Aim
Output only the span of lines that begins at the line containing "Note: spot the brick house" and ends at the last line of the data, both included, exactly as they appear.

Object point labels
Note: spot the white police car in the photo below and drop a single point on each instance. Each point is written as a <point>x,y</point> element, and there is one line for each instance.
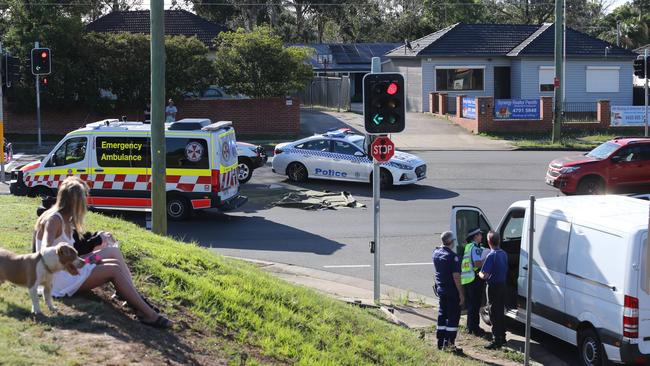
<point>340,155</point>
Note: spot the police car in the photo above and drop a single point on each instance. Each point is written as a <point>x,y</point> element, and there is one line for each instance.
<point>340,155</point>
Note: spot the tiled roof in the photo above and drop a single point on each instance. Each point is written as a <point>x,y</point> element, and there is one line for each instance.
<point>177,23</point>
<point>487,40</point>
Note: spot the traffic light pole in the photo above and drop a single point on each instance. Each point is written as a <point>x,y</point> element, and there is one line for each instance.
<point>376,199</point>
<point>38,104</point>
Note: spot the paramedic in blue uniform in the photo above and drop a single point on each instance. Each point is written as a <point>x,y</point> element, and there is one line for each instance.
<point>450,292</point>
<point>494,271</point>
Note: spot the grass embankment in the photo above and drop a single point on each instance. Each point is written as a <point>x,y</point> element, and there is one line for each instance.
<point>230,309</point>
<point>569,141</point>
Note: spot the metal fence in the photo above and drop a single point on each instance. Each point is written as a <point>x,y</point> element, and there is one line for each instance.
<point>329,92</point>
<point>579,112</point>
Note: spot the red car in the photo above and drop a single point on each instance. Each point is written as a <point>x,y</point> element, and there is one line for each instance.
<point>621,164</point>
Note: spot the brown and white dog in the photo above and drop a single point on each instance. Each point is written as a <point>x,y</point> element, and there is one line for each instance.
<point>32,270</point>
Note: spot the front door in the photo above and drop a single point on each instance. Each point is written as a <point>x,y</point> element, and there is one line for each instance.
<point>502,82</point>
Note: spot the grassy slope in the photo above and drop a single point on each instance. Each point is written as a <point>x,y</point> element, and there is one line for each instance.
<point>287,323</point>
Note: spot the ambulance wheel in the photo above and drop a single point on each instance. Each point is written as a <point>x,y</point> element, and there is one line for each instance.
<point>244,170</point>
<point>590,348</point>
<point>297,172</point>
<point>41,191</point>
<point>178,208</point>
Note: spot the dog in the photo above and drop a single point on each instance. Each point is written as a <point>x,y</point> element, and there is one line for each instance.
<point>32,270</point>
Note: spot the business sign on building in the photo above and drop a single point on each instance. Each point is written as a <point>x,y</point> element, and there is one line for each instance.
<point>628,116</point>
<point>469,108</point>
<point>516,109</point>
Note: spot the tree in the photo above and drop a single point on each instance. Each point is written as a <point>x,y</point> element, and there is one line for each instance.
<point>258,65</point>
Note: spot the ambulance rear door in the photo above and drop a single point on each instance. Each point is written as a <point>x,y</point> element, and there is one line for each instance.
<point>119,176</point>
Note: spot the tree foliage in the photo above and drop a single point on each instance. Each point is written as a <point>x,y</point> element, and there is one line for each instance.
<point>257,64</point>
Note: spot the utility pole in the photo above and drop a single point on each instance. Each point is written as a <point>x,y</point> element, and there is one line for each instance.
<point>158,169</point>
<point>559,41</point>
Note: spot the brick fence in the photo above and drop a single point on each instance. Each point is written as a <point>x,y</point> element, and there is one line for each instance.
<point>268,117</point>
<point>485,122</point>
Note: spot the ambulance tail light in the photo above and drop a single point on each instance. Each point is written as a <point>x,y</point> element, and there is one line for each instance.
<point>631,317</point>
<point>216,181</point>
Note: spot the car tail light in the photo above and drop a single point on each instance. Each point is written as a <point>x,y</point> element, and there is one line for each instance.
<point>216,182</point>
<point>631,317</point>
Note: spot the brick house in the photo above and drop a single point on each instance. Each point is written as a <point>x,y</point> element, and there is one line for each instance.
<point>510,61</point>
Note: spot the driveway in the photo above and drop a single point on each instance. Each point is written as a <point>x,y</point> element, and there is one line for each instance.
<point>423,132</point>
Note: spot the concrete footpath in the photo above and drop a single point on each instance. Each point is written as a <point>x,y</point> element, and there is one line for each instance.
<point>407,309</point>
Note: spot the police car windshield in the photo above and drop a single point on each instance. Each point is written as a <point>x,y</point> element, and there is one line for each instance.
<point>357,140</point>
<point>604,150</point>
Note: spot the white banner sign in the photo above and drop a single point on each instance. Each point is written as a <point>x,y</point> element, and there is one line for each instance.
<point>628,116</point>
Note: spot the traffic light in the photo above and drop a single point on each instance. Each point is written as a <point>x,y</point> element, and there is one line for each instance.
<point>639,68</point>
<point>383,103</point>
<point>41,61</point>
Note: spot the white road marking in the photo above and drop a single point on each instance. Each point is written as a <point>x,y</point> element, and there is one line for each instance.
<point>349,266</point>
<point>409,264</point>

Correct output
Note: spot the brick house in the photo above and drop a single point on each instance. Each point is written as a <point>x,y</point> element, and there is one line for each instance.
<point>510,61</point>
Note: spot the driveway in the photo above and drop a single point on each instance. Each point is written as a <point>x,y</point> element, and there is one line for each instance.
<point>423,132</point>
Note: spot the concrete footpath in the photo above and drop a single point on each instance. Each point is written as a <point>x,y</point> element, and there is one line for each instance.
<point>407,309</point>
Note: spot the police car windshield in the photo above and drop a single point on each instance. Each point is written as a <point>x,y</point> element, and there is one line for each instance.
<point>357,140</point>
<point>604,150</point>
Note: spot the white banner sign in the photo above and drop a single point on each instance. Each point is written as a <point>x,y</point> element, and there is one line for each instance.
<point>628,116</point>
Note: spot the traffic light in the photo above and drop a single point on each instance. Each point is written as a <point>x,y</point> element, and there is one line for each instance.
<point>639,68</point>
<point>383,103</point>
<point>41,61</point>
Note: spot the white road marking in the photo above and drop a single point on each instance. Each point is written as a <point>x,y</point> element, and there is one line for each instance.
<point>349,266</point>
<point>409,264</point>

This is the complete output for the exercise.